§ GOAL OF THE EXERCISE
Copy all entries exactly.

§ DATA PROVIDED
• • • • • • •

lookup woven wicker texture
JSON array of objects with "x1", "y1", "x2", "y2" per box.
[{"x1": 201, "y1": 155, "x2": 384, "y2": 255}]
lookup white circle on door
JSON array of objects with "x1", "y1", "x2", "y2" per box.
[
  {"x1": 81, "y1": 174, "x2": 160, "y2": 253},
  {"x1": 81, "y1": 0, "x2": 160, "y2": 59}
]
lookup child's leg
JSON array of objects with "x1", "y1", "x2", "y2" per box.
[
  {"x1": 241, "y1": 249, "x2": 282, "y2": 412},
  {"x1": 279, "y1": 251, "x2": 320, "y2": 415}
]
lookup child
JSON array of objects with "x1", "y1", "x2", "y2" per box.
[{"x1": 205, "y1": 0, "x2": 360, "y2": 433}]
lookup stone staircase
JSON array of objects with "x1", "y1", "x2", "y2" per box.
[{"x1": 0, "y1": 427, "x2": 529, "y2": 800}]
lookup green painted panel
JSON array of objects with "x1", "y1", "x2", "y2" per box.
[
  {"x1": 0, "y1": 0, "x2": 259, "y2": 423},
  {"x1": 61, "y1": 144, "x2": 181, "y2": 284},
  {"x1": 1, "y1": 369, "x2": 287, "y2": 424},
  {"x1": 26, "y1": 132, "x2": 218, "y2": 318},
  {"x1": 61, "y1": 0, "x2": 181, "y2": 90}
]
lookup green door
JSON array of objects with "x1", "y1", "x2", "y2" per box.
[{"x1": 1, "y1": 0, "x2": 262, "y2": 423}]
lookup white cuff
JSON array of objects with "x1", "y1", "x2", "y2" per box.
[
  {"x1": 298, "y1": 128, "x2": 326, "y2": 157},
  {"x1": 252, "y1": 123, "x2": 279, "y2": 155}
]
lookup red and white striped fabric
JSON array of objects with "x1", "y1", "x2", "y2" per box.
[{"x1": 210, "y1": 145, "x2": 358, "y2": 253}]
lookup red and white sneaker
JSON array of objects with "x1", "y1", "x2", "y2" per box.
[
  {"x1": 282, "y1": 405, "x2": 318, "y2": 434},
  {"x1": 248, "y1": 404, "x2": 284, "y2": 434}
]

• • • • • • •

§ EXERCISE RESPONSE
lookup woven wicker texture
JSON array of objects with "x1", "y1", "x2", "y2" per box.
[{"x1": 201, "y1": 155, "x2": 384, "y2": 255}]
lookup white circle on door
JSON array of objects with "x1", "y1", "x2", "y2" per box.
[
  {"x1": 81, "y1": 174, "x2": 160, "y2": 253},
  {"x1": 81, "y1": 0, "x2": 160, "y2": 59}
]
lookup child's leg
JSON array of objects with "x1", "y1", "x2", "y2" per box.
[
  {"x1": 241, "y1": 249, "x2": 282, "y2": 412},
  {"x1": 279, "y1": 251, "x2": 320, "y2": 415}
]
lookup child
JSON array of objects with "x1", "y1", "x2", "y2" per box.
[{"x1": 205, "y1": 0, "x2": 360, "y2": 433}]
lookup stone staircase
JSON array of objects with "x1", "y1", "x2", "y2" per box.
[{"x1": 0, "y1": 427, "x2": 529, "y2": 800}]
lookup green painted panel
JSON array of objects with "x1", "y1", "x2", "y2" per box.
[
  {"x1": 0, "y1": 0, "x2": 259, "y2": 423},
  {"x1": 61, "y1": 144, "x2": 181, "y2": 284},
  {"x1": 1, "y1": 369, "x2": 287, "y2": 424},
  {"x1": 26, "y1": 132, "x2": 218, "y2": 318},
  {"x1": 61, "y1": 0, "x2": 181, "y2": 90}
]
lookup green door
JSON array of objects with "x1", "y1", "x2", "y2" per box.
[{"x1": 1, "y1": 0, "x2": 262, "y2": 423}]
lookup white cuff
JSON array of objects with "x1", "y1", "x2", "y2" per box.
[
  {"x1": 298, "y1": 128, "x2": 326, "y2": 157},
  {"x1": 252, "y1": 123, "x2": 279, "y2": 155}
]
lookup red and white striped fabric
JSON array of objects with "x1", "y1", "x2", "y2" per box.
[{"x1": 210, "y1": 145, "x2": 358, "y2": 253}]
lookup red and white sneaker
JSON array of objects with "x1", "y1", "x2", "y2" per box.
[
  {"x1": 282, "y1": 405, "x2": 318, "y2": 434},
  {"x1": 248, "y1": 404, "x2": 284, "y2": 434}
]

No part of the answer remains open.